_WHAT TO PRODUCE:_
Reading the listing below, restate each entry exactly as written.

_SOURCE MATERIAL:_
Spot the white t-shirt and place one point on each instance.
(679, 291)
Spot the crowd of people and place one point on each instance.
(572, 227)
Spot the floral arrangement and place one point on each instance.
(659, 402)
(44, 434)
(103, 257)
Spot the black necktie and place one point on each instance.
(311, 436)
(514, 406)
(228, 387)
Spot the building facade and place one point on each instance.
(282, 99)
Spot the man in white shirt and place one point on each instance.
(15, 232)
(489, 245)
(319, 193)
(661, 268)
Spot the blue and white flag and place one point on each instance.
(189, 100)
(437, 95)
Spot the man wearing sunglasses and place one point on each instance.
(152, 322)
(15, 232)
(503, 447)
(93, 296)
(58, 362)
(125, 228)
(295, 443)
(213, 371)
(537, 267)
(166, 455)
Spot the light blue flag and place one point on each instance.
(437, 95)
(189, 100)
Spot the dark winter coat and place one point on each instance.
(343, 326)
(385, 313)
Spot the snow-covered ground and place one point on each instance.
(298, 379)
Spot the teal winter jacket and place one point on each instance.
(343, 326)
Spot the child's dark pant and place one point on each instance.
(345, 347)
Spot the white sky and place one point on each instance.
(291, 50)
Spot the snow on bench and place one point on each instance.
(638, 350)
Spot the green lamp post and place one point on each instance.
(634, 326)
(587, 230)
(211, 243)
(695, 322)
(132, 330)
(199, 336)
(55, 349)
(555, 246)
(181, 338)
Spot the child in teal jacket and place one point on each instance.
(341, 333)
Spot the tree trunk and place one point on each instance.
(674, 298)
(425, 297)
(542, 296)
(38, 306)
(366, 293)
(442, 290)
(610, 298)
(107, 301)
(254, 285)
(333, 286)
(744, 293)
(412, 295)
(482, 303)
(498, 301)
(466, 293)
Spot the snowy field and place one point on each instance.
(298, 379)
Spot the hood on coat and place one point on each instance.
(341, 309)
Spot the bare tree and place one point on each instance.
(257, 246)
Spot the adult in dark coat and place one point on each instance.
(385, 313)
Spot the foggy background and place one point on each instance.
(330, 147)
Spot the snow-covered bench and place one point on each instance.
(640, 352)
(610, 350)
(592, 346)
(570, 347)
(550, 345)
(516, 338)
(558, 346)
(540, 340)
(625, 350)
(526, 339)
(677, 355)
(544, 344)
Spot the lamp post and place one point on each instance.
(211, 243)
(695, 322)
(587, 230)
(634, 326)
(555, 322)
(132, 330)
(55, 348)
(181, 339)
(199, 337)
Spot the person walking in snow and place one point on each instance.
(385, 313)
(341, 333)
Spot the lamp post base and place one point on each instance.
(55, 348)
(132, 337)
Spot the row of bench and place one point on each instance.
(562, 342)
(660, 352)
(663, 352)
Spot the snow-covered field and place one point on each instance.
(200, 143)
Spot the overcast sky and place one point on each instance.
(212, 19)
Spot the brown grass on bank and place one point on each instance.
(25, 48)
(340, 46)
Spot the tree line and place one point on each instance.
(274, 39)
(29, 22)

_RESPONSE TO THE TASK:_
Spot the white t-shirt and place one point on each instance.
(679, 291)
Spot the crowd of people and place one point on each instance.
(572, 227)
Spot the floral arrangement and place one point on each instance.
(659, 402)
(44, 434)
(103, 257)
Spot the black necktie and place one point on each instance.
(311, 436)
(514, 406)
(228, 387)
Spot the building facade and place one point on each instance.
(282, 99)
Spot the man in white shirt and place one point on each instance.
(15, 232)
(489, 245)
(319, 193)
(661, 268)
Spot the blue and white flag and place one point on each instance.
(189, 100)
(437, 95)
Spot the man wearing sunglasses and place one point on each instance.
(152, 322)
(15, 232)
(503, 447)
(93, 296)
(58, 362)
(125, 228)
(295, 443)
(213, 371)
(537, 267)
(166, 455)
Spot the light blue flag and place one point on each instance.
(437, 95)
(189, 100)
Spot the dark winter coat and place one point on each instance.
(343, 326)
(385, 313)
Spot the snow-covered ground and place one point on each instance.
(298, 379)
Spot the teal winter jacket and place one point on each instance.
(343, 326)
Spot the child's dark pant and place one point on each instance.
(345, 347)
Spot the white sky and place one point on each instance.
(291, 50)
Spot the snow on bench and place one point on each instance.
(638, 350)
Spot the green lamp post and place one point on each instance.
(634, 326)
(587, 230)
(211, 243)
(695, 322)
(132, 330)
(199, 336)
(55, 349)
(555, 246)
(181, 338)
Spot the child in teal jacket and place one point on each instance.
(341, 333)
Spot the tree trunk and place one point on each instance.
(674, 298)
(425, 297)
(542, 296)
(38, 306)
(366, 293)
(442, 290)
(610, 298)
(107, 301)
(254, 285)
(333, 286)
(744, 293)
(412, 295)
(482, 303)
(498, 301)
(466, 293)
Spot the snowy field and place one point on each instance.
(298, 379)
Spot the hood on coat and place one point on each instance.
(341, 309)
Spot the bare tree and place one point on each instance.
(257, 246)
Spot the adult in dark coat and place one point on each instance.
(385, 313)
Spot the foggy background and place one point on each instance.
(330, 147)
Spot the snow-covered bench and place one point on each instance.
(640, 352)
(610, 350)
(592, 346)
(570, 347)
(550, 345)
(516, 338)
(558, 346)
(540, 340)
(625, 350)
(526, 339)
(677, 355)
(544, 344)
Spot the lamp post and place one point on each instance.
(211, 243)
(695, 322)
(587, 230)
(634, 326)
(555, 322)
(132, 330)
(55, 348)
(181, 339)
(199, 337)
Spot the person walking in snow and place one point on each instance.
(385, 313)
(341, 333)
Spot the lamp post base and place one point on each instance.
(55, 348)
(132, 337)
Spot the row of bench and place one point on each instance.
(562, 342)
(660, 352)
(663, 352)
Spot the snow-covered field and place one point on each instance.
(200, 143)
Spot the overcast sky and place one point on each instance.
(212, 19)
Spot the brown grass on bank and place one point on each instance.
(25, 48)
(340, 46)
Spot the tree line and place one point on each instance.
(274, 39)
(29, 22)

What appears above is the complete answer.